-- What you have to do --
Copy out all the records below, putting "formatted like the sample" wherever "written like the sample" appears and leaving everything else as it is.

-- Records provided --
· · · ·
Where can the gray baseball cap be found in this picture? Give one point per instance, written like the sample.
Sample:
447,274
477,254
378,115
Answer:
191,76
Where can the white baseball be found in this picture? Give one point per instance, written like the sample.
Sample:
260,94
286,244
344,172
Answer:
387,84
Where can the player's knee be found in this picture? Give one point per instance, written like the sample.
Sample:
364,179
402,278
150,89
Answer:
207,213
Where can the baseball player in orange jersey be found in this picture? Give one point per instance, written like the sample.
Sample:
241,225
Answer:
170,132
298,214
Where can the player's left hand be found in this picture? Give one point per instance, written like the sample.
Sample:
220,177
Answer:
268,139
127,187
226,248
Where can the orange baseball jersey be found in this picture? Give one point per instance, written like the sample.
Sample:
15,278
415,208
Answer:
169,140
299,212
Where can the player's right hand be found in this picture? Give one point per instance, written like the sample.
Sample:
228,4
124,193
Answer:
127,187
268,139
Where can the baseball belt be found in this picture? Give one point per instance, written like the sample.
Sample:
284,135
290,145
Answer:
· · · ·
-- Reply --
Where can the gray baseball cap be found in this picture? Give one point per instance, formatted like the sample.
Sample:
447,274
477,254
378,115
Answer:
191,76
Where can the white baseball be found in this picture? Give one point per instance, formatted like the sample.
Sample:
260,94
286,244
344,172
Answer:
387,84
Where can the player's knee be found in this picture? Give one point per instance, formatted like the sample.
Sample:
364,179
402,278
150,89
Answer:
207,213
Where can the baseball player in orange jersey be found in this picture? Give one point per instance, formatted like the sample.
Sample:
241,225
Answer:
170,132
298,214
Where can the player's left hand be found in this picture? Give one point per instance, formatted like the sample.
Sample:
220,177
Answer:
268,139
127,187
226,248
Where can the orange baseball jersey be found in this picture? Give one point per instance, formatted like the sample.
Sample:
15,278
415,208
Answer:
169,140
299,212
Where can the player's right hand be found in this picture? Give one point per instance, formatted like the sample.
Sample:
228,4
124,193
Answer:
127,187
268,139
Where can the baseball belt be found in this picture? Give one point per instance, formatted like the sample.
Sample:
284,135
290,145
Answer:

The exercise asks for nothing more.